(Stored records)
════════════════════

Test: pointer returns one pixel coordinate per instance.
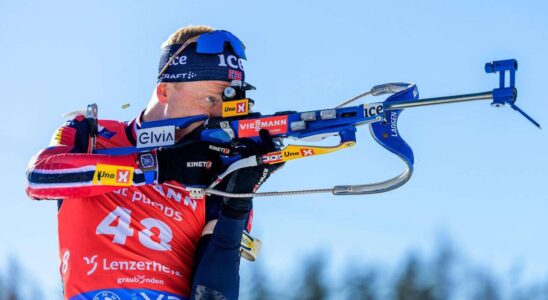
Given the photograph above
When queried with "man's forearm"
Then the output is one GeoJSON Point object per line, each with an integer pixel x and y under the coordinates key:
{"type": "Point", "coordinates": [218, 270]}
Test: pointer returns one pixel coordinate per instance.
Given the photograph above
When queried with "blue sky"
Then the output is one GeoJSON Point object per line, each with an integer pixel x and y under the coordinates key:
{"type": "Point", "coordinates": [479, 172]}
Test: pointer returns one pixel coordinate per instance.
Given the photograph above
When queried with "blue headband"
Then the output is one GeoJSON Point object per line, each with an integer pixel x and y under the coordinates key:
{"type": "Point", "coordinates": [192, 66]}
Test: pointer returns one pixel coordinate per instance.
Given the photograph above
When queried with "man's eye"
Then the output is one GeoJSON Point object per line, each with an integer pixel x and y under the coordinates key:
{"type": "Point", "coordinates": [211, 100]}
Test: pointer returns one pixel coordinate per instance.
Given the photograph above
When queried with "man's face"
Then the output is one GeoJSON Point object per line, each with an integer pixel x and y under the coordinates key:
{"type": "Point", "coordinates": [195, 98]}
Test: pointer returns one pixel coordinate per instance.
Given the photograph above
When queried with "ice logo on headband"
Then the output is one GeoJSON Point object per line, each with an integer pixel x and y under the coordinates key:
{"type": "Point", "coordinates": [232, 60]}
{"type": "Point", "coordinates": [192, 66]}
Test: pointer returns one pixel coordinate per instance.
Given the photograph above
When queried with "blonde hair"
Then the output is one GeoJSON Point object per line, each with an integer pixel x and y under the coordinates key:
{"type": "Point", "coordinates": [185, 33]}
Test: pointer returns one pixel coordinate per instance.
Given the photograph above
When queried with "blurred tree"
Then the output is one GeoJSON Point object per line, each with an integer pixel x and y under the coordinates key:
{"type": "Point", "coordinates": [484, 286]}
{"type": "Point", "coordinates": [361, 283]}
{"type": "Point", "coordinates": [259, 287]}
{"type": "Point", "coordinates": [313, 285]}
{"type": "Point", "coordinates": [409, 284]}
{"type": "Point", "coordinates": [442, 270]}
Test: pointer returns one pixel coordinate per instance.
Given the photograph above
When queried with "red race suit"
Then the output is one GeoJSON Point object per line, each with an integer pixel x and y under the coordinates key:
{"type": "Point", "coordinates": [119, 237]}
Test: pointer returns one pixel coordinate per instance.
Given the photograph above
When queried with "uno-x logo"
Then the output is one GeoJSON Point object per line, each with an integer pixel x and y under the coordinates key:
{"type": "Point", "coordinates": [307, 152]}
{"type": "Point", "coordinates": [240, 107]}
{"type": "Point", "coordinates": [113, 175]}
{"type": "Point", "coordinates": [90, 261]}
{"type": "Point", "coordinates": [235, 108]}
{"type": "Point", "coordinates": [123, 176]}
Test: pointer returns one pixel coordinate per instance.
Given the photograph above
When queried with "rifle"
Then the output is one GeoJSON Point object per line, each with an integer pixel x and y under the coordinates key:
{"type": "Point", "coordinates": [239, 122]}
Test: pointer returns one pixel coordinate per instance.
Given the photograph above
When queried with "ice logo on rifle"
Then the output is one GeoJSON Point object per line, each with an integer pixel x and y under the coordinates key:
{"type": "Point", "coordinates": [106, 295]}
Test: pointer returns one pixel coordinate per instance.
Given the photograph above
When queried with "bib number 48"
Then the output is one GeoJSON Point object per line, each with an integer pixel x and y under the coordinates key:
{"type": "Point", "coordinates": [155, 235]}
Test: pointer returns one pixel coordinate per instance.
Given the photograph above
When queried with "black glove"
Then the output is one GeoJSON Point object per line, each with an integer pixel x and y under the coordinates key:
{"type": "Point", "coordinates": [190, 162]}
{"type": "Point", "coordinates": [248, 180]}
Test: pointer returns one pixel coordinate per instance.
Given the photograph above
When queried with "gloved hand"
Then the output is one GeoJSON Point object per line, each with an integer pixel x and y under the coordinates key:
{"type": "Point", "coordinates": [248, 180]}
{"type": "Point", "coordinates": [190, 162]}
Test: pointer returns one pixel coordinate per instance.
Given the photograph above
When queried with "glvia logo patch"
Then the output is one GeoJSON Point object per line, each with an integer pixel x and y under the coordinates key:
{"type": "Point", "coordinates": [113, 175]}
{"type": "Point", "coordinates": [156, 136]}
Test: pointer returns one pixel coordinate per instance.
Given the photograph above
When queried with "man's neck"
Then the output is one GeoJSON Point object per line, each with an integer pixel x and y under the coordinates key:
{"type": "Point", "coordinates": [156, 111]}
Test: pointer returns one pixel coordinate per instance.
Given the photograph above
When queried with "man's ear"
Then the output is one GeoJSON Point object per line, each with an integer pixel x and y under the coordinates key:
{"type": "Point", "coordinates": [161, 92]}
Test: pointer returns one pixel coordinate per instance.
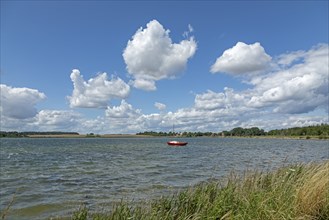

════════════════════

Pull out every line of the records above that contains the word "blue", and list them in their original order.

When queried with "blue sky"
When queried with "blue headband"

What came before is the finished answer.